◆ Given records ◆
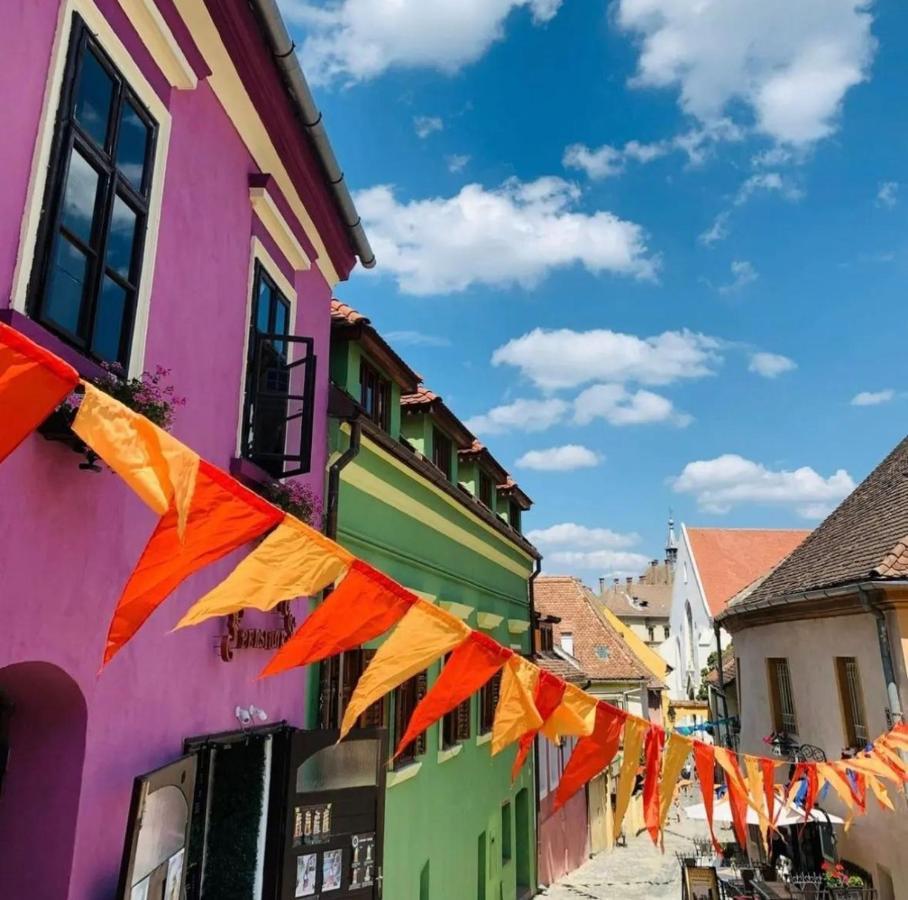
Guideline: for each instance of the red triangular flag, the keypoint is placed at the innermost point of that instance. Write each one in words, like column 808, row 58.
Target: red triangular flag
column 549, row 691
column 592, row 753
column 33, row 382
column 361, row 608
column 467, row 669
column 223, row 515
---
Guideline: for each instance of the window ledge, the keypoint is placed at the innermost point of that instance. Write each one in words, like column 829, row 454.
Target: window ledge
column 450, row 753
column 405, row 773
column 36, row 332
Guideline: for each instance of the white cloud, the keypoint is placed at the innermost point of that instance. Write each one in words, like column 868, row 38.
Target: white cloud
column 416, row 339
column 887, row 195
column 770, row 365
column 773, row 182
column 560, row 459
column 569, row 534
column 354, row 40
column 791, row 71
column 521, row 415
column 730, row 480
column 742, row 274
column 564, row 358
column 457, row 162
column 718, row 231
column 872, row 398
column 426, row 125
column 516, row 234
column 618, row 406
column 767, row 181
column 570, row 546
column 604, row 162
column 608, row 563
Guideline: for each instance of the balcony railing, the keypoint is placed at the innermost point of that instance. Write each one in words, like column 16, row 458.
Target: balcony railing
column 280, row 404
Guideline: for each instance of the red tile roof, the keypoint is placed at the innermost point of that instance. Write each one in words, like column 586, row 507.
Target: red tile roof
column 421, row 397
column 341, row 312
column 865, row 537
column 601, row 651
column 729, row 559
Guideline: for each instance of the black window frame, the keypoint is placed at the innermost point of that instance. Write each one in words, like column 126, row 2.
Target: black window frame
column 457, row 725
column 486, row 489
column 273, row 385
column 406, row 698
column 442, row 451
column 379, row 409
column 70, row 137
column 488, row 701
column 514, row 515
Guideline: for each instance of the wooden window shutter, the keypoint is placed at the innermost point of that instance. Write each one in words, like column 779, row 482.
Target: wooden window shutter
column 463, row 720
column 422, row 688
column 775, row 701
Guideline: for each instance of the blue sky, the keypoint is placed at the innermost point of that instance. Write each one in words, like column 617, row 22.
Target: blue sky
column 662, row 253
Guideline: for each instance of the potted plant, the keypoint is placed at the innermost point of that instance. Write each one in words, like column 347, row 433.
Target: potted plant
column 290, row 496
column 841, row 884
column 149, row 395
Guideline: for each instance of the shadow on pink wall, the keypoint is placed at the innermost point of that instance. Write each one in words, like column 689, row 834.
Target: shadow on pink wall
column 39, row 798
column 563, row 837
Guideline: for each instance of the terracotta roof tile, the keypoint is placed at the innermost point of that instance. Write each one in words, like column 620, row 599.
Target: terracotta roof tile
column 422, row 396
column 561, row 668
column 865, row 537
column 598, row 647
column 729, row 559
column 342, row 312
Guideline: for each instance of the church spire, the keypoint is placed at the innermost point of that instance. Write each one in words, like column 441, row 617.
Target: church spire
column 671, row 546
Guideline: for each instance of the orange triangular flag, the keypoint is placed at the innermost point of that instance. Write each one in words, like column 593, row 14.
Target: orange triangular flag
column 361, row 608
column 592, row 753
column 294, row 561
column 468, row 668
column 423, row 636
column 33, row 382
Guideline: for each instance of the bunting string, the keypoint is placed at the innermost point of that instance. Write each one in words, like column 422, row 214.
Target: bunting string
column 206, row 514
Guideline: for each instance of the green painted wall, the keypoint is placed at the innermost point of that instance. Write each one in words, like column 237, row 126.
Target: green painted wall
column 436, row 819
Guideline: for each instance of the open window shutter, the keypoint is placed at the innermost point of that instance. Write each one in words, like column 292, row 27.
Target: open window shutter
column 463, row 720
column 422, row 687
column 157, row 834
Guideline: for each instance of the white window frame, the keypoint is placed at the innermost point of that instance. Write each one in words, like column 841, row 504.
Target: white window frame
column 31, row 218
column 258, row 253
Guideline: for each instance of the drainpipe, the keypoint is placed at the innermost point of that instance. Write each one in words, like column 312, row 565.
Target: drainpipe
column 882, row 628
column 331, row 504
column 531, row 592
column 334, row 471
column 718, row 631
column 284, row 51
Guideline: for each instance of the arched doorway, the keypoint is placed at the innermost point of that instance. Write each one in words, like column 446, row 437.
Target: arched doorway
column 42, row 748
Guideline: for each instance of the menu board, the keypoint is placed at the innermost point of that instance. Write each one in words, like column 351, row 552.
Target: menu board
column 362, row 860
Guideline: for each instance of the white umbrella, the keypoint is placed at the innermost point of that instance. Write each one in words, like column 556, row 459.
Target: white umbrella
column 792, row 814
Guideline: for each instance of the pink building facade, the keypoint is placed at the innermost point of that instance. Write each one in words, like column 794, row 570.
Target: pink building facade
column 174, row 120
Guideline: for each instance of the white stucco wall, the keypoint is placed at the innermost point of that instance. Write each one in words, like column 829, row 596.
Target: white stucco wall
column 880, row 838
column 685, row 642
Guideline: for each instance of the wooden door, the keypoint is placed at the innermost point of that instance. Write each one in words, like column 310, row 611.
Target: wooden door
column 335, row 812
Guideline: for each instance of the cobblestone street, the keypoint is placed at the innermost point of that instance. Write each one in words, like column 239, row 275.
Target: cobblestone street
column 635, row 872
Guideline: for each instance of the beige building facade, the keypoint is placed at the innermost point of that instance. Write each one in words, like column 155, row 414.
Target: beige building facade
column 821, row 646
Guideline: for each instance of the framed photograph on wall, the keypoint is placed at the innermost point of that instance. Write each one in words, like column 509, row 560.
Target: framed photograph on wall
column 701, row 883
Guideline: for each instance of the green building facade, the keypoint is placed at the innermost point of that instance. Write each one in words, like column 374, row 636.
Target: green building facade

◆ Aim ◆
Count case-sensitively: how many lines of the data above contain the string "pink"? Reply with the number only.

◆ Exercise solution ◆
4